* Your task:
Every line below must be reproduced exactly. Copy them all.

↓↓↓

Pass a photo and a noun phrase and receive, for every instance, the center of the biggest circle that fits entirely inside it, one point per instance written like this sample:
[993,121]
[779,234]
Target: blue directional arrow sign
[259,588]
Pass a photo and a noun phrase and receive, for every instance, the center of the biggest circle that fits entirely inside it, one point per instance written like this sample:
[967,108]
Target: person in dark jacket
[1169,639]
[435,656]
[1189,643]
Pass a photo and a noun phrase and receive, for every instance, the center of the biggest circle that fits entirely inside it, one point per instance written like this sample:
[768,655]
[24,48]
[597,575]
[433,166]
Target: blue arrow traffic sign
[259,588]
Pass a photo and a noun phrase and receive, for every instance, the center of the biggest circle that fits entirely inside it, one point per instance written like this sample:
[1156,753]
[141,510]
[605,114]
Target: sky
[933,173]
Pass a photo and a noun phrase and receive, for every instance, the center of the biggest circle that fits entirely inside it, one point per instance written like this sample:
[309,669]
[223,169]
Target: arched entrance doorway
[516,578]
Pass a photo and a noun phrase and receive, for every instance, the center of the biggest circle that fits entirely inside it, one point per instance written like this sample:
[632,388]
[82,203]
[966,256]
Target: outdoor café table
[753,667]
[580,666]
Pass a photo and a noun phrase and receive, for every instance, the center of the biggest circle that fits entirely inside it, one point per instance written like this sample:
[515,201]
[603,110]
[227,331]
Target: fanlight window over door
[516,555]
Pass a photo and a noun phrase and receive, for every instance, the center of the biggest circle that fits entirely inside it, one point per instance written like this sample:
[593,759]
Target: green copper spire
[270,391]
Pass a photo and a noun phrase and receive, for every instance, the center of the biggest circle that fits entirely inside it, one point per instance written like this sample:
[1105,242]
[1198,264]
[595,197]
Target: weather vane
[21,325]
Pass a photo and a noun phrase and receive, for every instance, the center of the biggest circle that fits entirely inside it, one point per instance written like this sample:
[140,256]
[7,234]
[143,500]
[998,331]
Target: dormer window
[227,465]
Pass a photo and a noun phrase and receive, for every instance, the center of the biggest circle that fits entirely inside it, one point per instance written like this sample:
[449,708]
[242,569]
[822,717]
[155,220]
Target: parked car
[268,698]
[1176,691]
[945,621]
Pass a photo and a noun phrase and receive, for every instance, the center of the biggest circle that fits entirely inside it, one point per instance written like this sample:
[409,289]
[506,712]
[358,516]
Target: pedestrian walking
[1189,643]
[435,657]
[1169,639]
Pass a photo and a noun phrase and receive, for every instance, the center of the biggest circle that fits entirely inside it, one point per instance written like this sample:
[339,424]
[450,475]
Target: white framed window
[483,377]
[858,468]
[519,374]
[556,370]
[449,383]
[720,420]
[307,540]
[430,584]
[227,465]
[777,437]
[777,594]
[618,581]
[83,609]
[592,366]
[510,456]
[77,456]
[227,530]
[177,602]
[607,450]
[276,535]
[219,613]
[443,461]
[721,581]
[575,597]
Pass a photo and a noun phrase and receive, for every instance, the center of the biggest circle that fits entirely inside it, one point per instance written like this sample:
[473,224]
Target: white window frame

↑↑↑

* Answer to this task:
Pass a photo and a noun phrase and receive, for every instance, the center of the biggest circle that fits entirely inside it, one point per instance written like this sample:
[993,121]
[779,234]
Target: blue directional arrow sign
[259,588]
Pass a photo and a noun phrase and receive, for every instance, the center of the biggest circle that fits entirely inside it, one point per instance written like this sample:
[967,108]
Target: person in dark jacket
[1169,639]
[435,656]
[1189,643]
Pass a photo and a noun phrase and receive, for every instance, the center of the biggest circle that fits entirely inside it, one point per instance written like this sample:
[768,655]
[24,48]
[597,575]
[433,166]
Target: blue arrow traffic sign
[259,588]
Pass a photo and a noun phrase and receive, for every instance, the center of the biggest circle that fits entirely inside it, one point per instance written like this sample:
[1156,753]
[141,510]
[605,114]
Target: sky
[933,173]
Pass a photo and a noun phrase and receive, for every instance, the center of the biggest circle that fits entirely inside it, one point per instance written like this sample:
[309,669]
[223,169]
Target: arched entrance doorway
[516,578]
Pass a photo and a noun phrase and receive, for every instance, the center of the biggest circle that fits entirely inside it, one point per instance written like this sample:
[632,388]
[82,203]
[966,256]
Target: outdoor café table
[753,667]
[580,666]
Pass a photo and a noun phrase and receive, for every instance, the center of the biggest circle that fits entirely inside it, one point per instance written like this sample:
[515,201]
[603,110]
[227,331]
Target: fanlight window over door
[516,555]
Pass a photo and a noun phrase and receive, for every instance, the center of the biggest circle that fits entirely inside it, one point per instance written like this sample:
[593,759]
Target: green copper spire
[270,391]
Pass a photo and a noun phrase and receive, for every instance, the center of the biggest circle that fits entirely inside it, one point per instance written like this sample:
[1105,242]
[1198,264]
[595,197]
Target: weather vane
[21,325]
Pass a photo and a noun phrase and receive, for every instance, the center of the biggest circle that fits entirely inside it, one point per instance written like this sample:
[140,256]
[7,234]
[143,500]
[998,331]
Target: dormer window
[227,465]
Pass a photo and a noun phrase and receive, for every instance, the center of the biggest circle that fits entirely inside it, one point per instance written like this sample:
[449,708]
[242,569]
[822,717]
[155,220]
Target: parked car
[268,698]
[1176,691]
[945,621]
Pass a photo and a noun phrase and receive, for every instance, the center of the biggest circle that fits entirely inside it, one point per instance written like this sample:
[409,289]
[506,712]
[358,516]
Target: pedestrian walking
[1189,643]
[435,657]
[1169,639]
Pass a photo and a noun phrase and receive, for every instance, the center of the biggest circle that fits entirely inside it, one point per instance written like this sample:
[339,424]
[450,475]
Target: white framed window
[483,377]
[858,468]
[519,374]
[556,370]
[449,383]
[720,420]
[307,540]
[430,584]
[227,465]
[777,437]
[777,594]
[618,581]
[83,609]
[592,366]
[510,456]
[77,456]
[227,530]
[177,602]
[607,450]
[276,535]
[219,613]
[443,461]
[721,581]
[575,597]
Pass a photo and a noun phrase and receive, for every instance, the center of the biggest circle that fits entirely inside it, one point per instance written like this sample:
[473,224]
Target: white window frame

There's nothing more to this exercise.